▶ [What the task asks]: Reproduce every line from the start of the records through the line holding "[[543, 301], [115, 295]]", inclusive, requests included. Multiply each x and y coordinate in the answers by 2.2, round to whole numbers with halves going up, and leave the pictures out.

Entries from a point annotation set
○ ○ ○
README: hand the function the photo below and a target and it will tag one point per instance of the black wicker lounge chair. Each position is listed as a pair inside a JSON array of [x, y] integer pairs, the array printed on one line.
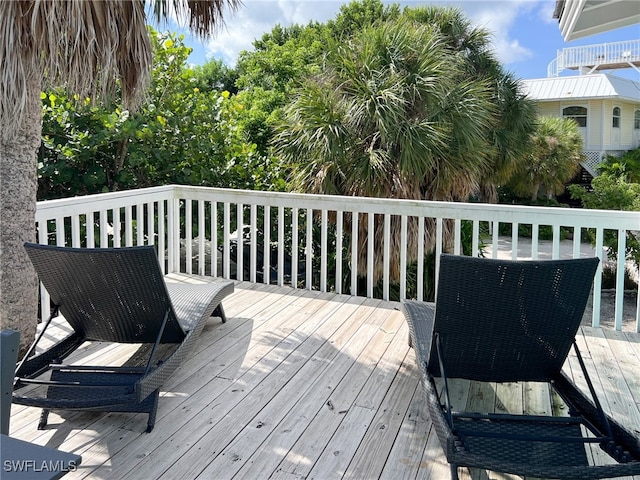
[[113, 295], [514, 321]]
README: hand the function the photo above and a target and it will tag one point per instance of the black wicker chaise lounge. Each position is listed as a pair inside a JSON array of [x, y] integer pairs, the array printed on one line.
[[115, 295], [515, 321]]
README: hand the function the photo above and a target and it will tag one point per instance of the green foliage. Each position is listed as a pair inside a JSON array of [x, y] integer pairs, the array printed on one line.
[[215, 76], [181, 134], [627, 166], [556, 152]]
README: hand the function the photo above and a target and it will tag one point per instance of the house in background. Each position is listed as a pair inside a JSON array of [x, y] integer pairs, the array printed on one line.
[[606, 107], [581, 18]]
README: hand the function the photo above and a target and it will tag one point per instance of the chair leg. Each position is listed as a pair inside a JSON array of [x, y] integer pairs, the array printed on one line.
[[219, 312], [44, 416], [151, 421]]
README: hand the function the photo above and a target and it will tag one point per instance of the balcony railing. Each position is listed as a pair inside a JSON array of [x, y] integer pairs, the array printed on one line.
[[310, 241]]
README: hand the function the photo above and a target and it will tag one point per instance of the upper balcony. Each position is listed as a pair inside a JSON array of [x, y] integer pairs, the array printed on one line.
[[592, 58]]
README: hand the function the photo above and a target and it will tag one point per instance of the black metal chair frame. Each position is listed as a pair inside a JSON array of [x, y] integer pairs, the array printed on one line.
[[543, 301], [115, 295]]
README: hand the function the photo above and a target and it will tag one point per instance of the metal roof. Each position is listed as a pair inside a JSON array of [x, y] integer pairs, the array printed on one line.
[[593, 86]]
○ ○ ○
▶ [Task response]:
README: hand the function the photo below and a target and it will tag one point per instance of the black wicker lounge chair. Each position is listed as a pair inside a JSON array of [x, y] integer pairs, the array printed on one line.
[[249, 649], [1131, 706]]
README: hand the function the photo above and a target and it will tag one point per instance of the black wicker chaise lounge. Each position is listed as a pair inside a JSON array of [x, y] integer pairs, the array printed on one line.
[[253, 649], [1133, 706]]
README: hand the function the photo above and a target and it will tag one point per instance of the green foliage. Each position is listed as a pair inside a JSON array of [x, y] integer pairs, the array printed on one line.
[[473, 167], [398, 295], [1379, 365], [1223, 334]]
README: hand the function the photo above and a target and it will tag one point per instance of the house in background. Each position is listed as a pair inside a JSON array of [x, y] integer pairs, the array printed on one line.
[[1333, 235], [1278, 40]]
README: hand the function the photo above and a target and it will tag one point per instance of the chair leg. Each position is listed as a pair inside a JSON array of [x, y] integer pairs, the array printed on one line.
[[482, 686], [97, 915], [332, 926]]
README: hand the function the photo above and a target and it will tag one point per instance of the balcony railing. Each position is listed as a pair inside a JSON array of [x, y] integer pairs, the array printed on one line.
[[682, 530]]
README: hand the function the photo above and a target and it will tag one point per instance of the upper balcony. Each position is listed as a pair inside a JSON array of [x, y] integer pairs, the array printed on one line.
[[1302, 128]]
README: hand the function the photo above and a target and it will tag one point per instance of the black metal chair frame. Each position is listed as a pair inside a JSON array of [x, y] integer pairs, the array printed on one line.
[[1195, 662], [253, 649]]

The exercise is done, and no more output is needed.